(Data supplied)
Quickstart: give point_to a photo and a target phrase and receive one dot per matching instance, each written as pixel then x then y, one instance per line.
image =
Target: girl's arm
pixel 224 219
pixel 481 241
(End Data supplied)
> **Task goal**:
Give the data again in full, exactly.

> **Solved problem**:
Quickstart: give point_to a photo and a target phrase and receive one dot per matching instance, each written as pixel then x then y, one instance per line.
image =
Target: girl's arm
pixel 224 219
pixel 481 241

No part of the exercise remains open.